<<<<
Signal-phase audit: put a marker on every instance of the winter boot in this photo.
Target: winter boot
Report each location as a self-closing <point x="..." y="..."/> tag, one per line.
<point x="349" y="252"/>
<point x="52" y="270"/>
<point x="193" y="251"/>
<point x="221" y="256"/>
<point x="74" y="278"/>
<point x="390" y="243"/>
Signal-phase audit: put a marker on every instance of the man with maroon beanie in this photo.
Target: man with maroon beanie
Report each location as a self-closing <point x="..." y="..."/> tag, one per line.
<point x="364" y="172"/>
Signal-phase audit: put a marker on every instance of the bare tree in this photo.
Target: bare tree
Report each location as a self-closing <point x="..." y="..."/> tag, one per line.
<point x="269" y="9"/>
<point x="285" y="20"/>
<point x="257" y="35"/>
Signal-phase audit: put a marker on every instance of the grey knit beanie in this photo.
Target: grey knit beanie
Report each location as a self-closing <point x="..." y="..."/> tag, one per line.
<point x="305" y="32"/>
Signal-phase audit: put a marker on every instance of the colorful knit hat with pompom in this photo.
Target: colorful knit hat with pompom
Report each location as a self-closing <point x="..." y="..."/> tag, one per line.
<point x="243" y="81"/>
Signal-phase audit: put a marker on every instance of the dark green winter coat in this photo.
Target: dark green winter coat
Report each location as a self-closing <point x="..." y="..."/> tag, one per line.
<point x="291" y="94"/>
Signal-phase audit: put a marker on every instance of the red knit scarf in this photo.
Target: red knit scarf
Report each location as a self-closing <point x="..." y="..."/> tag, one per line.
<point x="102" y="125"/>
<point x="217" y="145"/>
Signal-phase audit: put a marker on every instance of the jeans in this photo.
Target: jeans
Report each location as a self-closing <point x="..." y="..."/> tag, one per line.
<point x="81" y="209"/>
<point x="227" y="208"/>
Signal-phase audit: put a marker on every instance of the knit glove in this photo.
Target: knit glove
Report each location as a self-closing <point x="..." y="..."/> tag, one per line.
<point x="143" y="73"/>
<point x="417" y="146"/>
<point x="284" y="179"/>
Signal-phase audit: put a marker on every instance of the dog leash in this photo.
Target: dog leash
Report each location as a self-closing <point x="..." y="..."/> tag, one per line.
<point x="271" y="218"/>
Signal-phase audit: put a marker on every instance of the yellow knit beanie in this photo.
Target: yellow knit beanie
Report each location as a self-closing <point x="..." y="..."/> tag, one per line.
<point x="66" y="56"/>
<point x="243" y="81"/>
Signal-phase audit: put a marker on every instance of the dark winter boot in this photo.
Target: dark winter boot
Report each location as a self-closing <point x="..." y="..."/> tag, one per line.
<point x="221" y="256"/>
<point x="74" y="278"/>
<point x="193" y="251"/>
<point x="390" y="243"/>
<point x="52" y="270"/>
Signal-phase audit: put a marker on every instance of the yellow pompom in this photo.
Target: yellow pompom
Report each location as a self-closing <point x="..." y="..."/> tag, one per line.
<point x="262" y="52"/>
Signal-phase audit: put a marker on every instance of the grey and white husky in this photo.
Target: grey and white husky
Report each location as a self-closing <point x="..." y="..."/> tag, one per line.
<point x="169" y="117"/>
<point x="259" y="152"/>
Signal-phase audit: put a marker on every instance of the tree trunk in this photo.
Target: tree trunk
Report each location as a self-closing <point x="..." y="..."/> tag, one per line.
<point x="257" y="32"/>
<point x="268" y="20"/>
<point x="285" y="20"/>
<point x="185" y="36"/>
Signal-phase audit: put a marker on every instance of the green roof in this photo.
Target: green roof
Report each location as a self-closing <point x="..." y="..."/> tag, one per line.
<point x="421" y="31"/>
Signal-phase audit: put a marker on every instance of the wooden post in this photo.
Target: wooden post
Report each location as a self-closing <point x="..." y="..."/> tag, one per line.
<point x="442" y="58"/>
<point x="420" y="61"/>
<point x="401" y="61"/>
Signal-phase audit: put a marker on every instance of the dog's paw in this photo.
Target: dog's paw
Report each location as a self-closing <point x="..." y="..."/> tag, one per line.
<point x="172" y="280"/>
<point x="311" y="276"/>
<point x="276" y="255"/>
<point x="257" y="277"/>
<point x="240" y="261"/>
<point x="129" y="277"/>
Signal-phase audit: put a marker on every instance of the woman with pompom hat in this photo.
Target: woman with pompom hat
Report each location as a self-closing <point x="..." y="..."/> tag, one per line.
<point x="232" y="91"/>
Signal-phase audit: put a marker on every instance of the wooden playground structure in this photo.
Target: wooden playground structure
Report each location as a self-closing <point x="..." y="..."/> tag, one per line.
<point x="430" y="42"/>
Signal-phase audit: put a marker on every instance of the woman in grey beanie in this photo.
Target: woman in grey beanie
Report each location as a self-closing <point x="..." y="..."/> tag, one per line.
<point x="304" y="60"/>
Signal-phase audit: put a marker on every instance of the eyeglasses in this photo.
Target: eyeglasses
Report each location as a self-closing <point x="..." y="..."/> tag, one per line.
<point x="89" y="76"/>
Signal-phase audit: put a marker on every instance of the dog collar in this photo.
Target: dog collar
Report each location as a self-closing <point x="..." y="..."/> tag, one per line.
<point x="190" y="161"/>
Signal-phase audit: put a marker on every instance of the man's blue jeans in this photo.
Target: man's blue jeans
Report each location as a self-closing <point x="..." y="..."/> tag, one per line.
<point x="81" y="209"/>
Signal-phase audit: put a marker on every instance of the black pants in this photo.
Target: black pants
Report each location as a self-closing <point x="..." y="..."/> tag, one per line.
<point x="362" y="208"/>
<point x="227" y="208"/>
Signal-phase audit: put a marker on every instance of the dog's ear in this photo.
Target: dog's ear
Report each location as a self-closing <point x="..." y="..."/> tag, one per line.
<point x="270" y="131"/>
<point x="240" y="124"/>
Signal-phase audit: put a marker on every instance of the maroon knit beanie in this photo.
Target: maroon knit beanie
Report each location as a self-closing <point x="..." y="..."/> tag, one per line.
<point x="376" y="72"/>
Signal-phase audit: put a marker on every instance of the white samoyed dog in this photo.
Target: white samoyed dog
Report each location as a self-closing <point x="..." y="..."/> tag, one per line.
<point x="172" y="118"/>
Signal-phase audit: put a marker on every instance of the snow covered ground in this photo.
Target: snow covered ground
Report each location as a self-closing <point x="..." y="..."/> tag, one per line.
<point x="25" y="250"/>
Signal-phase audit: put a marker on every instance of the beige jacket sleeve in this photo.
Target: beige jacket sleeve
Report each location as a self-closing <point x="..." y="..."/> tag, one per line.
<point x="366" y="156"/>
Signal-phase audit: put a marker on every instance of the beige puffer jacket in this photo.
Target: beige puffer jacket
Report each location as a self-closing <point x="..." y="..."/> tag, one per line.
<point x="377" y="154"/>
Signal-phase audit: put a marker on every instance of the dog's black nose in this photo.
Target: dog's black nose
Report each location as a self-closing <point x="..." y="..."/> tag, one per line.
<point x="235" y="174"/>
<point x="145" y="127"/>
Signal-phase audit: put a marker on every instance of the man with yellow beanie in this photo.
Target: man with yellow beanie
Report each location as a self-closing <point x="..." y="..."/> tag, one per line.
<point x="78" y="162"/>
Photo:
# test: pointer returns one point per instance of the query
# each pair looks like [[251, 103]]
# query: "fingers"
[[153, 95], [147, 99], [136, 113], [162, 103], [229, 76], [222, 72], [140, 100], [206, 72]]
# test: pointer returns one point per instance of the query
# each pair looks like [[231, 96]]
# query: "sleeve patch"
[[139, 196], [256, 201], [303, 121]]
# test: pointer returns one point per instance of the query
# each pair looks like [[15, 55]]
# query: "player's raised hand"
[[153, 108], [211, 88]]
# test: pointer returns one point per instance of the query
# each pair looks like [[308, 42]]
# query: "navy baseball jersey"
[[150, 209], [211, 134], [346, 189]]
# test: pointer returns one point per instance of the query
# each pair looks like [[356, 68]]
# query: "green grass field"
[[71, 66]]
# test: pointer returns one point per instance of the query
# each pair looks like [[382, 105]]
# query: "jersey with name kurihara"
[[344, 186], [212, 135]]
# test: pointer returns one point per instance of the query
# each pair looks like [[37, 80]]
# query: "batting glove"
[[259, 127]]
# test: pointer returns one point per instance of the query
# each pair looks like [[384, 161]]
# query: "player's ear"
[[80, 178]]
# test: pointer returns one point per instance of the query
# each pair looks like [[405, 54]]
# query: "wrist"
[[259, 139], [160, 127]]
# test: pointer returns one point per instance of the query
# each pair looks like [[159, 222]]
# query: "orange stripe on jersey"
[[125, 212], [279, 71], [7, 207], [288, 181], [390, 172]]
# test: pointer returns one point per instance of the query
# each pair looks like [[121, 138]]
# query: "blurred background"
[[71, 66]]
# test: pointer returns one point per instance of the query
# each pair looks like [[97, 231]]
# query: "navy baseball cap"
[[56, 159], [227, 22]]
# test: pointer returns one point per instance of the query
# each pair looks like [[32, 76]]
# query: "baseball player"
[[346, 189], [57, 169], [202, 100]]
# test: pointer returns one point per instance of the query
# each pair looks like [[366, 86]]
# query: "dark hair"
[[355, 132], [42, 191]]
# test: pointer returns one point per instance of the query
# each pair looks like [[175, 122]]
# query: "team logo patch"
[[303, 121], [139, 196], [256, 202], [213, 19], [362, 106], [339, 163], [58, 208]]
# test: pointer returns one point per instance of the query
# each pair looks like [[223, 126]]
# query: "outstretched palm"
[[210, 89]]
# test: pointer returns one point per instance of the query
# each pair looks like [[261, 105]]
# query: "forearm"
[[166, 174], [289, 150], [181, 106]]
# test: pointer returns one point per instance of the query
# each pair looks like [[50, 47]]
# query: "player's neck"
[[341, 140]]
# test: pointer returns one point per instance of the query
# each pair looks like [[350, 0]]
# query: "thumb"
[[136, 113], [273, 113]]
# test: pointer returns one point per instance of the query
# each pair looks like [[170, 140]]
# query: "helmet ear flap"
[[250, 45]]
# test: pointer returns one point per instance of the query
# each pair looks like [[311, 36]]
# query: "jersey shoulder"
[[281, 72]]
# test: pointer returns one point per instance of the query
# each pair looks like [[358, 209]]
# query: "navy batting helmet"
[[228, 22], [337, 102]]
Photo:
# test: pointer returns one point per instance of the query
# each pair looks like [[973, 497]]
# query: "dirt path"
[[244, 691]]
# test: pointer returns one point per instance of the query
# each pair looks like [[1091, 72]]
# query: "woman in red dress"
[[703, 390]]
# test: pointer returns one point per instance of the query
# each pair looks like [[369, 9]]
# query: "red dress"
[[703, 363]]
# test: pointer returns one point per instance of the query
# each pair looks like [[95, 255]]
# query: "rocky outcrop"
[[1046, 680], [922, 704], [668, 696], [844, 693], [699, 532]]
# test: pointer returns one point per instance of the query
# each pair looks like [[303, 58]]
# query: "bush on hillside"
>>>>
• _Short task_:
How many of the lines above contain the string "patch"? Reply with the count alone.

• _Full output_:
2